--- The exercise ---
Turn every line of the records below into a Markdown table with the columns Row and Line. Put each line's row number under Row and skip blank lines.
--- start ---
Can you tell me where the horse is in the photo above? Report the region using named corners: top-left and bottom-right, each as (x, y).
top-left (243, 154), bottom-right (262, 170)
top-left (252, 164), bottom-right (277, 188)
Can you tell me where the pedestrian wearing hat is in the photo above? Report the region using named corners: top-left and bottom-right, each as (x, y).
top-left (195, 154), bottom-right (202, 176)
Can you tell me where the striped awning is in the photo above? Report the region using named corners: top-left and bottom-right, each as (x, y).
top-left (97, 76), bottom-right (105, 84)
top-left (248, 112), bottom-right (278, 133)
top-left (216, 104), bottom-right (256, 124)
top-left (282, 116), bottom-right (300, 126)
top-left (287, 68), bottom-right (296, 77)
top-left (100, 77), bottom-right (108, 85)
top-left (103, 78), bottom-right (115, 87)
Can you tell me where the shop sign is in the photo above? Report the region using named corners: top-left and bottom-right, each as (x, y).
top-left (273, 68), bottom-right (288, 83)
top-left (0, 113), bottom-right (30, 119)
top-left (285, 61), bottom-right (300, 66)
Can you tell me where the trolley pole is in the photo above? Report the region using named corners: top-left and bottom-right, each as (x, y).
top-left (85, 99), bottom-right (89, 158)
--- end ---
--- Output for this exercise ---
| Row | Line |
|---|---|
| 1 | Can you tell me where the horse is in the photo above? Report the region using named corners: top-left and bottom-right, each as (x, y). |
| 2 | top-left (243, 154), bottom-right (262, 170) |
| 3 | top-left (252, 164), bottom-right (277, 188) |
| 4 | Can you tell me where the pedestrian wearing hat is in the photo above? Report the region using named corners: top-left and bottom-right, each as (x, y). |
| 5 | top-left (195, 154), bottom-right (202, 176) |
| 6 | Can you tell me where the striped awning is in the photo above? Report the region using named corners: top-left and bottom-right, each as (x, y). |
| 7 | top-left (97, 76), bottom-right (105, 84) |
| 8 | top-left (248, 112), bottom-right (278, 133) |
| 9 | top-left (216, 104), bottom-right (256, 124) |
| 10 | top-left (282, 116), bottom-right (300, 126) |
| 11 | top-left (287, 68), bottom-right (296, 77) |
| 12 | top-left (100, 77), bottom-right (108, 85) |
| 13 | top-left (103, 78), bottom-right (115, 87) |
| 14 | Can you tell me where the shop sign is in the photo above? Report the region using named corners: top-left and bottom-right, each as (x, y). |
| 15 | top-left (273, 68), bottom-right (288, 83) |
| 16 | top-left (0, 113), bottom-right (30, 119) |
| 17 | top-left (285, 61), bottom-right (300, 66) |
| 18 | Can you tell me where the trolley pole is in the photo above? Report the region using named corners: top-left and bottom-right, each as (x, y). |
| 19 | top-left (85, 99), bottom-right (89, 158) |